STATED EXERCISE: Could you duplicate all of the data below line for line, changing nothing?

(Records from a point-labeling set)
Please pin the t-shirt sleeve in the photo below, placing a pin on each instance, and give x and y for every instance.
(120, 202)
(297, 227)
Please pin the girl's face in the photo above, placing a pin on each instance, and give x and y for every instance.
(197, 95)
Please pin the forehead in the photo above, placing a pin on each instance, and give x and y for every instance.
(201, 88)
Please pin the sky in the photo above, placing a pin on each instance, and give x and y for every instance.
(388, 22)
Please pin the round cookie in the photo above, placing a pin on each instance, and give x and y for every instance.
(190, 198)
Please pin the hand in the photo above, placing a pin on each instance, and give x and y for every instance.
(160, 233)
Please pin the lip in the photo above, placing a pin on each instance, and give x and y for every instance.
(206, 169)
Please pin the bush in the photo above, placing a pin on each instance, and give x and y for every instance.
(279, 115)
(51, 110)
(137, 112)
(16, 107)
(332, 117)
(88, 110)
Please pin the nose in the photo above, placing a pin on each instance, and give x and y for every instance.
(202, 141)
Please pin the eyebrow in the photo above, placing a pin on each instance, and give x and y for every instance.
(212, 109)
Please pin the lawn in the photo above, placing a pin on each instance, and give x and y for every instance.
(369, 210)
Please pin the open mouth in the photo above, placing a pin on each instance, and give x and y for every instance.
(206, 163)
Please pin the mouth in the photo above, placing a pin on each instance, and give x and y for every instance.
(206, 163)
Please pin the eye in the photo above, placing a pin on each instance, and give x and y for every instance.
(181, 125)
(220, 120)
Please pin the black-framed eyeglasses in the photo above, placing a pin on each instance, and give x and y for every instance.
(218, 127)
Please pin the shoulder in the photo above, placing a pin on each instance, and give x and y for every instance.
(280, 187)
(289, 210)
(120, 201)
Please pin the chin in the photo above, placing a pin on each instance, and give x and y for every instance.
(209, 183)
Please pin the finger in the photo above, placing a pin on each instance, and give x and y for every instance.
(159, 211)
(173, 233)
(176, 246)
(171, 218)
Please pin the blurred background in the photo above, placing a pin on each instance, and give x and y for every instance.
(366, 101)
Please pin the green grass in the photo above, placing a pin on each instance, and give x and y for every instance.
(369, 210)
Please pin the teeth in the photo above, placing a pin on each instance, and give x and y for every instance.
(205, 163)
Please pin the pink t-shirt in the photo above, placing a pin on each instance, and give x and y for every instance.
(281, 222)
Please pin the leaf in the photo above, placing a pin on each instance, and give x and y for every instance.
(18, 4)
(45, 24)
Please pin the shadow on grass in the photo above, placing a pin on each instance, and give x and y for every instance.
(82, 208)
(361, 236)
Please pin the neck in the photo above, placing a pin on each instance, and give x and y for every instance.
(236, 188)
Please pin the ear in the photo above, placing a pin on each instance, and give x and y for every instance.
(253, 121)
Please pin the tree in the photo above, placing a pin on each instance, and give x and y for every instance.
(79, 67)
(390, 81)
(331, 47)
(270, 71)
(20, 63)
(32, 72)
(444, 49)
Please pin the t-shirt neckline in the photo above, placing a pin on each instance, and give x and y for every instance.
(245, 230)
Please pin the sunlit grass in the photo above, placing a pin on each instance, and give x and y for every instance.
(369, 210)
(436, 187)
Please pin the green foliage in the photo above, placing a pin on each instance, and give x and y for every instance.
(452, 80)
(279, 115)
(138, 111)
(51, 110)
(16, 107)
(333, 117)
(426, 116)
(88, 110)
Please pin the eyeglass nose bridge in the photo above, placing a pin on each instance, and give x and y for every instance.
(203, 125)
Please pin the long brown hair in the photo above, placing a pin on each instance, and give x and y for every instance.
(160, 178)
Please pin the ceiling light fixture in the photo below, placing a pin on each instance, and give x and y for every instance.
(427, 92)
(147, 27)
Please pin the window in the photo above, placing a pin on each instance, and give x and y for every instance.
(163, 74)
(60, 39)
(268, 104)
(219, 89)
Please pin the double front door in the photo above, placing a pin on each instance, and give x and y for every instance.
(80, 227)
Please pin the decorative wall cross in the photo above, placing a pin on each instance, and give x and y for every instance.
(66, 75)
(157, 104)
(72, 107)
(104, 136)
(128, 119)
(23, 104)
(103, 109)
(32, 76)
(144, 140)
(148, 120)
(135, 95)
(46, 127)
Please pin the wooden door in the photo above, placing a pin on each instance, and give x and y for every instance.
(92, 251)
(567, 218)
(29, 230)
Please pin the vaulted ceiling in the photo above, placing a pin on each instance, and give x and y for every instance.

EXERCISE RESULT:
Please pin the t-shirt sleeve in the photo below, placing a pin on each instance, and give x and y for every instance.
(120, 202)
(297, 227)
Please pin the girl's face in the photo above, placing a pin on each instance, and give x and y for every instance.
(197, 95)
Please pin the forehead in the photo above, placing a pin on each instance, and give x and y for every instance.
(201, 88)
Please pin the sky in the photo above, placing a pin on each instance, and give x and y for every instance.
(388, 22)
Please pin the round cookie in the photo above, placing a pin on each instance, and give x and y for every instance.
(190, 198)
Please pin the hand in the photo above, placing a pin on each instance, and give x and y for every instance.
(160, 233)
Please pin the lip in the photo above, placing a pin on each instance, and give x and y for every instance.
(206, 169)
Please pin the bush in the photo above, placing a pin on each instance, and give x and y for every instance.
(279, 115)
(51, 110)
(137, 112)
(16, 107)
(332, 117)
(88, 110)
Please pin the nose in the photo above, placing a pin on each instance, and give x and y for every instance.
(202, 141)
Please pin the eyebrow in the photo above, placing a pin on each instance, and give x and y for every instance.
(212, 109)
Please pin the lawn in the photo above, placing a pin on each instance, and give x and y for every instance.
(369, 210)
Please pin the open mouth in the photo above, placing a pin on each instance, and give x and y for every instance.
(206, 163)
Please pin the mouth in the photo above, placing a pin on each instance, and give x and y for every instance.
(206, 163)
Please pin the eye in the photo above, placing a pin on each instance, and give x and y for every instance.
(181, 125)
(220, 120)
Please pin the black-framed eyeglasses in the photo above, placing a pin on each instance, and give x and y for every instance.
(218, 127)
Please pin the shoulder in the photo above, placing a pin on each instance, and give x and y for every instance.
(280, 187)
(289, 210)
(120, 201)
Please pin the chin in the photo above, placing a pin on each instance, and give x and y for every instance.
(209, 183)
Please pin the finger in the photo above, placing a pin on each instance, and give x and y for every instance.
(159, 211)
(173, 233)
(176, 246)
(171, 218)
Please pin the blurred background in the photo above, placing a pin on each instance, and give x and y for every instance.
(366, 101)
Please pin the green grass in the photo above, placing a pin on each instance, and give x and y for every instance.
(369, 210)
Please pin the teeth in the photo above, placing a pin on each instance, and give x and y for every instance.
(205, 163)
Please pin the pink t-shirt in the photo above, placing a pin on each instance, and give x and y for every instance.
(281, 222)
Please pin the leaf in the photo above, placing a pin on each instance, and give x and y for every instance.
(18, 4)
(45, 24)
Please pin the shadow on grass in the photo above, placing a pin on each instance, and give x and y for every instance.
(82, 208)
(361, 236)
Please pin the neck in the photo above, placing a pin on each instance, and give x and y for every instance.
(236, 188)
Please pin the ear in the photo above, placing a pin on each instance, and give x and y for every instance.
(253, 121)
Please pin the tree in the photo above, placing a pin on each instance, and give x and y for every instance.
(79, 67)
(390, 81)
(331, 47)
(270, 71)
(20, 63)
(32, 72)
(444, 49)
Please pin the t-shirt neckline in the photo above, placing a pin on each instance, and give x and y for every instance.
(245, 230)
Please pin the sunlit grass in the photo above, placing a pin on each instance, and give x and y for every instance.
(369, 210)
(436, 187)
Please pin the green foliage in the photo above, placing a pin on each instance, and give x and y for every instance.
(452, 80)
(279, 115)
(138, 111)
(51, 110)
(16, 107)
(333, 117)
(426, 116)
(88, 110)
Please pin the eyeglass nose bridge in the photo above, placing a pin on each instance, and give x and y for every instance.
(203, 125)
Please pin the long brown hair in the photo above, placing a pin on each instance, and give x and y for every instance.
(160, 178)
Please pin the ceiling light fixture in the photo below, placing a pin on each instance, and give x and y for every instance.
(427, 92)
(147, 27)
Please pin the window in the photo above, placing a pin on each instance, and give x and y for every instance.
(163, 74)
(60, 39)
(268, 104)
(219, 89)
Please pin the double front door in the photo above, placing a pin on each instance, and give x and y for every instance.
(80, 227)
Please pin the decorative wall cross in the photo above, placing a pin on each instance, and give x and y for every instance.
(66, 75)
(157, 104)
(72, 107)
(104, 136)
(128, 119)
(23, 104)
(103, 109)
(32, 76)
(144, 140)
(148, 120)
(135, 95)
(46, 127)
Please pin the wooden door in the photo above, placing a pin on each instance, and give x and y for every instance.
(92, 251)
(567, 218)
(29, 230)
Please pin the vaulted ceiling in the photo above, placing a pin on each instance, and give x and y for every instance.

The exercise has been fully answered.